» **Extract to read**
++++++

# Is it ED or Emotional?



## frustated (Jun 24, 2011)

I have been meaning to ask this question since I found TAM over a month ago but have had so many other “issues” that I forgot. Last night while having another argument about sex? "She keep coughing every time I tried to kiss her yet during the 1 hour fight/ argument she never coughed once! Anyway, my wife brought up the topic and I was reminded.

There have been a few times in the last 5 months or so when I have gotten plane soft?
Sometimes just before penetration and sometimes during.

I am the one who always initiates sex and I am always ready, after she finally relents usually with words like “just hurry up”. I find that I become soft?


----------



## ClipClop (Apr 28, 2011)

Who wouldn't?
_Posted via Mobile Device_


----------



## eagleclaw (Sep 20, 2010)

Yup, it's 90% in your mind. If your wife is not engaging you and creating a passionate atmosphere it can be VERY difficult. Then after that happens once or twice you start to consciously think about it and wonder if it's going to happen again, which takes away from the experience and sometimes makes it happen again.

++++++

[Items from a data source]
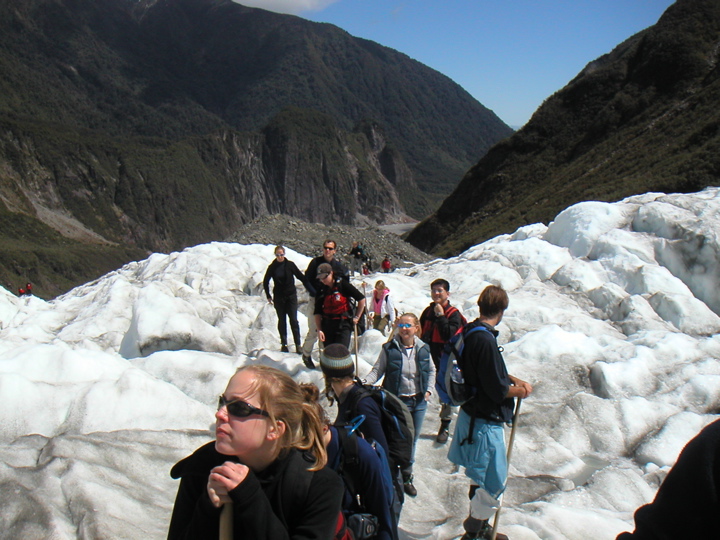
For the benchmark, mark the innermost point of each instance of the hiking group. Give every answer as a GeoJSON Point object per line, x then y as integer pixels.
{"type": "Point", "coordinates": [280, 469]}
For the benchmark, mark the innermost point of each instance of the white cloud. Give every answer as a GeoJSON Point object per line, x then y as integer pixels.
{"type": "Point", "coordinates": [293, 7]}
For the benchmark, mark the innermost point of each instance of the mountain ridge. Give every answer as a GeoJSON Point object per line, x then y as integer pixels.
{"type": "Point", "coordinates": [641, 118]}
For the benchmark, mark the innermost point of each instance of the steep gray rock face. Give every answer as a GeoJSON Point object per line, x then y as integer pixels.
{"type": "Point", "coordinates": [201, 189]}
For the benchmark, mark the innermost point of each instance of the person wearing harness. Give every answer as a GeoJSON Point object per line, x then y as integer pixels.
{"type": "Point", "coordinates": [409, 373]}
{"type": "Point", "coordinates": [382, 308]}
{"type": "Point", "coordinates": [439, 322]}
{"type": "Point", "coordinates": [479, 441]}
{"type": "Point", "coordinates": [334, 317]}
{"type": "Point", "coordinates": [312, 285]}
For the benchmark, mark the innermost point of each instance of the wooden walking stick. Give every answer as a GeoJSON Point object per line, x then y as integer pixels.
{"type": "Point", "coordinates": [226, 522]}
{"type": "Point", "coordinates": [510, 443]}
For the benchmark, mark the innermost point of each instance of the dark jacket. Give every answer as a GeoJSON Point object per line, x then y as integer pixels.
{"type": "Point", "coordinates": [484, 368]}
{"type": "Point", "coordinates": [368, 483]}
{"type": "Point", "coordinates": [282, 275]}
{"type": "Point", "coordinates": [436, 331]}
{"type": "Point", "coordinates": [266, 505]}
{"type": "Point", "coordinates": [371, 428]}
{"type": "Point", "coordinates": [311, 282]}
{"type": "Point", "coordinates": [687, 505]}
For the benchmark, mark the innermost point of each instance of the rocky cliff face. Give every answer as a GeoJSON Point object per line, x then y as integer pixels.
{"type": "Point", "coordinates": [171, 195]}
{"type": "Point", "coordinates": [642, 118]}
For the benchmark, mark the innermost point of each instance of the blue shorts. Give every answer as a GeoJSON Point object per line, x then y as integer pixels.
{"type": "Point", "coordinates": [485, 460]}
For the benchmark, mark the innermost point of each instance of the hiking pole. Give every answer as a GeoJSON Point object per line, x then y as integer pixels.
{"type": "Point", "coordinates": [357, 364]}
{"type": "Point", "coordinates": [226, 522]}
{"type": "Point", "coordinates": [510, 443]}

++++++

Write what comes next in the forum thread titled "Is it ED or Emotional?", continuing from the end of its final post.

» **Response for this exercise**
If your wife then gets angry and assumes you don't find her attractive or are cheating on her or something you then are so worried about it happening again that you start to get anxiety about it which MAKES it happen. Your situation is about your wifes response, or lack of it. If it continues it WILL get worse. 

Don't accept bad sex, or lack of effort.


----------



## PBear (Nov 16, 2010)

You make it sound like the two things are exclusive of each other. ED is often caused by emotional/stress issues, sometimes within a relationship, other times by outside things like career/financial issues.

I ran into something similar when in the early stages of my separation (obviously relationship stress, working 90 hour weeks, etc). A prescription of Cialis perked things up quickly, and rebuilt confidence. Now I just use them for "special" occasions. 

C


----------



## Therealbrighteyes (Feb 11, 2010)

Your drinking has a LOT to do with it.


----------



## Mom6547 (Jul 13, 2010)

frustated said:


> I am the one who always initiates sex and I am always ready, after she finally relents usually with words like “just hurry up”.


Why are you two together?


----------



## DanF (Sep 27, 2010)

The coughing and the "just hurry up" would kill me.
If I simply wanted a f**k, I could get a hooker.
However, if I'm going to make love to my wife, I want her engaged and enthusiastic.


----------



## eagleclaw (Sep 20, 2010)

PBear said:


> You make it sound like the two things are exclusive of each other. ED is often caused by emotional/stress issues, sometimes within a relationship, other times by outside things like career/financial issues.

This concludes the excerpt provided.